■ Given passage ■
________________________
What PET Is Used For
PET’s biggest role is in cancer care. Most cancers consume glucose at a much higher rate than normal tissue because tumor cells overexpress glucose transporters and ramp up their energy-producing enzymes. The standard PET tracer, a radioactive glucose analog called FDG, exploits this. It gets taken up by hungry cancer cells and trapped inside, lighting up tumors on the scan. FDG-PET is now considered indispensable for staging known cancers, spotting hidden metastases that other imaging misses, and evaluating whether chemotherapy, immunotherapy, or radiation is working. Response criteria specific to PET (called PERCIST) assess changes in metabolic activity rather than just tumor size, catching treatment effects earlier than anatomy-based measurements can.
PET also has applications in neurology, where it can map brain metabolism in conditions like Alzheimer’s disease, and in cardiology, where it assesses blood flow and tissue viability in the heart muscle.
What SPECT Is Used For
SPECT’s most established application is in cardiology. A myocardial perfusion scan, one of the most commonly ordered nuclear medicine tests, uses SPECT to evaluate blood flow to the heart. The tracer is absorbed by healthy heart muscle, so areas with poor blood supply show up as “cold spots” on the image. Doctors use these scans to diagnose coronary artery disease, evaluate new or ongoing chest pain, assess damage after a heart attack, and check whether blood flow has improved after bypass surgery, angioplasty, or stent placement.
SPECT is also used in neurology to image blood flow patterns in the brain, which can help with evaluating epilepsy and certain types of dementia. Its lower cost and wider availability compared to PET make it a practical choice for many clinical settings.
Hybrid Systems: PET/CT and PET/MRI
Neither PET nor SPECT produces detailed anatomical images on its own. The functional information is rich, but pinpointing exactly where in the body a hot spot sits can be difficult without a structural reference. This led to the development of hybrid scanners that combine radionuclide imaging with anatomical imaging in a single machine.
PET/CT is now the standard configuration for oncological PET. The CT component provides a precise anatomical map, and the PET component overlays metabolic data on top of it. Combined PET/CT has proven more diagnostically valuable than either PET or CT performed separately. PET/MRI is a newer option that pairs PET with magnetic resonance imaging. MRI offers superior soft-tissue contrast compared to CT and can itself provide functional data like diffusion and perfusion imaging. This combination is particularly useful for cancer treatment planning and monitoring.
Radiation Exposure
Both PET and SPECT involve exposure to ionizing radiation from the injected tracer. For a standard whole-body FDG-PET/CT scan, the average effective dose is roughly 17.6 millisieverts (mSv), with the CT portion contributing a significant share. Early PET/CT protocols delivered around 25 mSv, but dose-reduction techniques have brought that down. PET/MRI cuts exposure dramatically, averaging about 3.6 mSv, because MRI uses magnetic fields rather than X-rays for its anatomical images, representing roughly an 80% dose reduction compared to standard PET/CT.
For context, a single chest X-ray delivers around 0.02 mSv, and a standard CT scan of the chest delivers roughly 7 mSv. The tracer itself typically contributes several mSv to the total dose. For patients who need repeated scans to monitor treatment over months or years, cumulative radiation is a real consideration, and choosing lower-dose protocols or PET/MRI when available can make a meaningful difference.
________________________
(Point-per-instance localization data)
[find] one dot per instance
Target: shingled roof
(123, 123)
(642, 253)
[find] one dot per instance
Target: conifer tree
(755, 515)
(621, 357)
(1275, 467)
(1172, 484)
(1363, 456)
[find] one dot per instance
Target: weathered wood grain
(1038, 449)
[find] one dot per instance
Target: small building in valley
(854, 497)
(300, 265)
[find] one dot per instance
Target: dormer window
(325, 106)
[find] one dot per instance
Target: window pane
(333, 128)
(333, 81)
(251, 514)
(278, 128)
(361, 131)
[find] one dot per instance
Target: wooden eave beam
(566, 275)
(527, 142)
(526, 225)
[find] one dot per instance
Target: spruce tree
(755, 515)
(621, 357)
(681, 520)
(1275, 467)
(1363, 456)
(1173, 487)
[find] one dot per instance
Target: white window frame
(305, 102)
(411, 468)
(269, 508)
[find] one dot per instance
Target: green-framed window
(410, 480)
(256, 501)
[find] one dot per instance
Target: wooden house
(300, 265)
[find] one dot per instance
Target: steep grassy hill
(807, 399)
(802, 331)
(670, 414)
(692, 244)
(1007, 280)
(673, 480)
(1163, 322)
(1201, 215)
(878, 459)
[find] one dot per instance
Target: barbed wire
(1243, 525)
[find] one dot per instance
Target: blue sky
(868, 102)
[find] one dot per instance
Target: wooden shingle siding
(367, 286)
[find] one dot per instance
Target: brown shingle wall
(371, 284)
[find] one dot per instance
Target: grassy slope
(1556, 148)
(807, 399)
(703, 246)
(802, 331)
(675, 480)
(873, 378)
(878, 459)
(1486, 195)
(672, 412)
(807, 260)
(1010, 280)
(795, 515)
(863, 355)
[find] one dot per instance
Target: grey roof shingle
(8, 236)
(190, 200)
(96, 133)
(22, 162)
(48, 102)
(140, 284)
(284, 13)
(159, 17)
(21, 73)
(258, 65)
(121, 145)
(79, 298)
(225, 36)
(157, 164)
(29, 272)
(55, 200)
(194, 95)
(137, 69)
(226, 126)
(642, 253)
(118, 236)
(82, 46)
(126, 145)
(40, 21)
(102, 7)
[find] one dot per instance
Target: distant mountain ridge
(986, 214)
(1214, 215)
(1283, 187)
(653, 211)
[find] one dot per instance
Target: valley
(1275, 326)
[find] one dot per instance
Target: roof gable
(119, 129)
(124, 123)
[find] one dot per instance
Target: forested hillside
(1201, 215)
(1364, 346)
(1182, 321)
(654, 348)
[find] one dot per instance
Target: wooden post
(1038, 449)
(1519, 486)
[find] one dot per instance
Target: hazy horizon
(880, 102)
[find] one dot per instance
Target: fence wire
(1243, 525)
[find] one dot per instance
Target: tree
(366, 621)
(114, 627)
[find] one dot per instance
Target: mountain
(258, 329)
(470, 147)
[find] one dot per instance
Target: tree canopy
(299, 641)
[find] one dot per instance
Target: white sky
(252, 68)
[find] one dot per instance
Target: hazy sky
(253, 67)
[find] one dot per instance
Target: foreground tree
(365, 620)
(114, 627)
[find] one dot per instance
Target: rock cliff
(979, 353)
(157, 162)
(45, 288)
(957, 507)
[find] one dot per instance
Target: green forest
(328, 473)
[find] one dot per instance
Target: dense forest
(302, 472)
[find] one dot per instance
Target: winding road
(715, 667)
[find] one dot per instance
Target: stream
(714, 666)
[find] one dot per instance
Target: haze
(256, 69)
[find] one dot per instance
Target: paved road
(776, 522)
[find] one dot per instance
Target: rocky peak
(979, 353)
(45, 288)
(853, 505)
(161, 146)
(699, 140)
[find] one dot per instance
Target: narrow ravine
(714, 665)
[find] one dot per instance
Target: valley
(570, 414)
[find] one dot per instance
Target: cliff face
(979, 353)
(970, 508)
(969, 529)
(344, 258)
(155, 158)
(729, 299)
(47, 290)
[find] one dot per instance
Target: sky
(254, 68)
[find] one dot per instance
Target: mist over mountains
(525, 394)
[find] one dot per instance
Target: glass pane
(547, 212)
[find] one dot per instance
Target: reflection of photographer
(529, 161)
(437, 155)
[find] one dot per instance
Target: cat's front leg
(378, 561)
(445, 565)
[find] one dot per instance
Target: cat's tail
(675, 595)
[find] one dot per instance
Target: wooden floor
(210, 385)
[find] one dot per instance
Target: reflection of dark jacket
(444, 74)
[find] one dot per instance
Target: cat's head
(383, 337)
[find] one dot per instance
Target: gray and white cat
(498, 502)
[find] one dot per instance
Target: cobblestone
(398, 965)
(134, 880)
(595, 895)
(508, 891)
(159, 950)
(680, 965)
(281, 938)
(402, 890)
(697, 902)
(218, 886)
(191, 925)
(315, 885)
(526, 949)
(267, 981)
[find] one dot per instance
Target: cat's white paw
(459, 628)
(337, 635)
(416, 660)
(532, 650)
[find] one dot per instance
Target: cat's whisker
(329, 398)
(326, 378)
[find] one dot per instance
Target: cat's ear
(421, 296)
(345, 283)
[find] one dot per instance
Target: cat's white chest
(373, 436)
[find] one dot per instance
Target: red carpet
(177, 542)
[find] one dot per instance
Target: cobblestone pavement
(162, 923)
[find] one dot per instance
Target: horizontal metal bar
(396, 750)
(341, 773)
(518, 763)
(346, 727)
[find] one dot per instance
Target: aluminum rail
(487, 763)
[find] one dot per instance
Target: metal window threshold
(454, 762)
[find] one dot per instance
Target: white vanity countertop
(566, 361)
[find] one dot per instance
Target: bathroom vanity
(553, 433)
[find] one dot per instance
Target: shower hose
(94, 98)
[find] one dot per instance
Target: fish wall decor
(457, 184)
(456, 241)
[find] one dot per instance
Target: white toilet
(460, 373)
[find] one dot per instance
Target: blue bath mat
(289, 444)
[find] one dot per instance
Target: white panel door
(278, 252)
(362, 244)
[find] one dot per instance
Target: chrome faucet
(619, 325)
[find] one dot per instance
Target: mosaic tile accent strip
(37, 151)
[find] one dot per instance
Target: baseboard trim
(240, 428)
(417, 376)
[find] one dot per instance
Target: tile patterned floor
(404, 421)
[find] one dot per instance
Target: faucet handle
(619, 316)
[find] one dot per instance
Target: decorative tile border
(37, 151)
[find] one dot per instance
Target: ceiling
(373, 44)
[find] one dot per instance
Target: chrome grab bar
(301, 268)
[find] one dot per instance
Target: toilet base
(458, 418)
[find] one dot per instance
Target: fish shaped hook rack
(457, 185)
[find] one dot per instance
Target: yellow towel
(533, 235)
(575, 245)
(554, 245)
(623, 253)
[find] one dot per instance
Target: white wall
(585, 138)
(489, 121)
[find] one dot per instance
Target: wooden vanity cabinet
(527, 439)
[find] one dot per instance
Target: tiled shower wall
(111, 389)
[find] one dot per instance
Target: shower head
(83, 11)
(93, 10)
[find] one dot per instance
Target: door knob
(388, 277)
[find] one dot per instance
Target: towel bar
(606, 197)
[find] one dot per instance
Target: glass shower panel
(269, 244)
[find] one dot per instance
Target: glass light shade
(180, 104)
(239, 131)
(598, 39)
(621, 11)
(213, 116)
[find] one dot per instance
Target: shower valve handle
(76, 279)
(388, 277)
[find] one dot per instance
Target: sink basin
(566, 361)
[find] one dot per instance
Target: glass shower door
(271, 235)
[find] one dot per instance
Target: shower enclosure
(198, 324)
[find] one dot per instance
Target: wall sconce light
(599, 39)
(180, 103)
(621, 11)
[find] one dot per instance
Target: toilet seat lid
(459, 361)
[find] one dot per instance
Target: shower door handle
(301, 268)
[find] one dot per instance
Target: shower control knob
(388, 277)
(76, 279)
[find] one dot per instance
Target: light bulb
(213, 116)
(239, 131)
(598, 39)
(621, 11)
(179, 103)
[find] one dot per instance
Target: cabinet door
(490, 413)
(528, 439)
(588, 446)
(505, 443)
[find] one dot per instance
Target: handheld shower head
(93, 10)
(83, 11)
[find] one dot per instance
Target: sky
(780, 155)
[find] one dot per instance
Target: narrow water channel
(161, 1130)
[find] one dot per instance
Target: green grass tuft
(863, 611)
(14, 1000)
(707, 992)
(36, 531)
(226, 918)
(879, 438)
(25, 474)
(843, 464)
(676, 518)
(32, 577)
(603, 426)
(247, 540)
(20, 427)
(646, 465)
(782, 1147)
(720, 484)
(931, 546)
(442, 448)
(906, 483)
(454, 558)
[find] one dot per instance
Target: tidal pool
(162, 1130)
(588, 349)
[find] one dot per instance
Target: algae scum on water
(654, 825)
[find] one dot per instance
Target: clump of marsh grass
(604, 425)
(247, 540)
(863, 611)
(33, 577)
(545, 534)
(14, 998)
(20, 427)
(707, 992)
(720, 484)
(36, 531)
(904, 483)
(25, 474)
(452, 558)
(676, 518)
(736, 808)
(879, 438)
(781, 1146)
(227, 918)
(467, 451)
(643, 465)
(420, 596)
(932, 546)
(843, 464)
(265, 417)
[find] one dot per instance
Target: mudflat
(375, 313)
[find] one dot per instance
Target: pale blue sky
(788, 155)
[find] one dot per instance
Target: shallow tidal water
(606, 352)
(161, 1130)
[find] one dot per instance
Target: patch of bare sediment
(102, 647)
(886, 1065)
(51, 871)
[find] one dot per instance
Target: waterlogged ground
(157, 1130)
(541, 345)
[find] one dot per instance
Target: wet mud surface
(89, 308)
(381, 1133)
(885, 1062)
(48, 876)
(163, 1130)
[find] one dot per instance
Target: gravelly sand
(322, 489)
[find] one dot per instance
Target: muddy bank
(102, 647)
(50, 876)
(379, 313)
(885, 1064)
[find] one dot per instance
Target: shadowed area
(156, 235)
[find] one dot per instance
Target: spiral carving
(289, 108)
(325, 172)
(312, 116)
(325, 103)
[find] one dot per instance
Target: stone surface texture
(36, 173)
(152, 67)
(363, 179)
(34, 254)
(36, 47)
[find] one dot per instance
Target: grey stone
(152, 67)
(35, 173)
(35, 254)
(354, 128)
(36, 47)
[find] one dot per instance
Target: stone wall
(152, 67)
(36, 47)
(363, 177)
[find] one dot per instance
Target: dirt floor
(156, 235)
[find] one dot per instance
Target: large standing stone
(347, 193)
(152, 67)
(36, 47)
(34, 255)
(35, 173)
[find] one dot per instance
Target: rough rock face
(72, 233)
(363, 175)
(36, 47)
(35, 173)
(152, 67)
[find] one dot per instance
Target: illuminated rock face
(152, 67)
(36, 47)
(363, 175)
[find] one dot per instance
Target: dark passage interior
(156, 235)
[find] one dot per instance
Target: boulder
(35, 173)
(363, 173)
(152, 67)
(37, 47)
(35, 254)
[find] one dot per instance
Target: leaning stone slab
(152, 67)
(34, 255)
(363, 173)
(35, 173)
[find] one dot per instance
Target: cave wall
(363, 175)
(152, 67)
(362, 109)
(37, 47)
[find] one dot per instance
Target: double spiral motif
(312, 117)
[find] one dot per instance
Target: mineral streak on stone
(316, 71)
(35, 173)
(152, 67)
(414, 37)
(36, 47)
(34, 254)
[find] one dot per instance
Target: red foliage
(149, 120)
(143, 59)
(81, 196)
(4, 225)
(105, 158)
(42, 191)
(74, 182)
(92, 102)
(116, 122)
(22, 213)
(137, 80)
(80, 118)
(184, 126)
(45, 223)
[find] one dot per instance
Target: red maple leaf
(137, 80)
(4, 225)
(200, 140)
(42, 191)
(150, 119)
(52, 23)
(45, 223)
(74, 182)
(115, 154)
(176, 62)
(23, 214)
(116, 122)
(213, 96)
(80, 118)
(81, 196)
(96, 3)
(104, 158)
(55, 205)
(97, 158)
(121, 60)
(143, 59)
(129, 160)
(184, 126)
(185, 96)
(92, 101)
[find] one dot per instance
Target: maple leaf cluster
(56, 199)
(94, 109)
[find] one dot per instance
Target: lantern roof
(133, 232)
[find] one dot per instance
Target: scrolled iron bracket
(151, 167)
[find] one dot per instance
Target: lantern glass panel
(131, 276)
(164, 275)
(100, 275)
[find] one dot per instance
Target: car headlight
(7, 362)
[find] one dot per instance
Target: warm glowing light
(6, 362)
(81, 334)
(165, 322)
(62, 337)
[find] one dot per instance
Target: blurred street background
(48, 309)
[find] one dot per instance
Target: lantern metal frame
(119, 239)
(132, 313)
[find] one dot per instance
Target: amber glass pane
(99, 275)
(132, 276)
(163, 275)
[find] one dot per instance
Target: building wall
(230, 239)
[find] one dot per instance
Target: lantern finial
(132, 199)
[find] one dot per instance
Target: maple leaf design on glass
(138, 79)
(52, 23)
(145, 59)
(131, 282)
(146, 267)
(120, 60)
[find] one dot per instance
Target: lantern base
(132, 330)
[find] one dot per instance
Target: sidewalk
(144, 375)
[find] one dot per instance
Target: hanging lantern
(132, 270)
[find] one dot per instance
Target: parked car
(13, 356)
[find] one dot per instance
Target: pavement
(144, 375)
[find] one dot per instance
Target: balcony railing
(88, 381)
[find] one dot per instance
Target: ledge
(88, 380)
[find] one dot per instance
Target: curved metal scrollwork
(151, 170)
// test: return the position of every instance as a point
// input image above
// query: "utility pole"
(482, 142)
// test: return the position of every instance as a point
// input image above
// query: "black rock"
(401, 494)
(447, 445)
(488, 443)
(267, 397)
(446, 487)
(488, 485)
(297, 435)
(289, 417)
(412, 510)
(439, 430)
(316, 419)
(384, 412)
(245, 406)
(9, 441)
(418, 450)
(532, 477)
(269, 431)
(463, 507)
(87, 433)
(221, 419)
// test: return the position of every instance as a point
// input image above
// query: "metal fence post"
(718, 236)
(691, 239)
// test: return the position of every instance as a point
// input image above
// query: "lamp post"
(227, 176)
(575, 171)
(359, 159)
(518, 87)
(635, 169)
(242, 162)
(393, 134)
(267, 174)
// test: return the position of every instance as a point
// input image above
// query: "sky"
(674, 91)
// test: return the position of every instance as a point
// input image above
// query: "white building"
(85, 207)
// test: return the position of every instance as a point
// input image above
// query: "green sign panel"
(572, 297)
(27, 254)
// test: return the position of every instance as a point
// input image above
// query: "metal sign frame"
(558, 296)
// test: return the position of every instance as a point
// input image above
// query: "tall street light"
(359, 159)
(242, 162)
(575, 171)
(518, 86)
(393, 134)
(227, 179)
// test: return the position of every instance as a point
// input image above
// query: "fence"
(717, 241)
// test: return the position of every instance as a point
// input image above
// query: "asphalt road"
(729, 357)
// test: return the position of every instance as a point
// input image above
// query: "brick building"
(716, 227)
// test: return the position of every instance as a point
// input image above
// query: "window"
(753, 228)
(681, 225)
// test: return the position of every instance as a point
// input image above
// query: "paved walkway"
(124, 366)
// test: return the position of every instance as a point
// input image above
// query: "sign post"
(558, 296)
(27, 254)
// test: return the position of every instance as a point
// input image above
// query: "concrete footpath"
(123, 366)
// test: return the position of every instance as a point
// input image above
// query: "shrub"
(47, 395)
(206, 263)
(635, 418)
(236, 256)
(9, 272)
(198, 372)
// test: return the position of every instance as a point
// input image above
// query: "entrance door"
________________________
■ What to produce ■
Retype the PET and SPECT text word for word, everything from "What SPECT Is" down to "or stent placement.".

■ Result below ■
What SPECT Is Used For
SPECT’s most established application is in cardiology. A myocardial perfusion scan, one of the most commonly ordered nuclear medicine tests, uses SPECT to evaluate blood flow to the heart. The tracer is absorbed by healthy heart muscle, so areas with poor blood supply show up as “cold spots” on the image. Doctors use these scans to diagnose coronary artery disease, evaluate new or ongoing chest pain, assess damage after a heart attack, and check whether blood flow has improved after bypass surgery, angioplasty, or stent placement.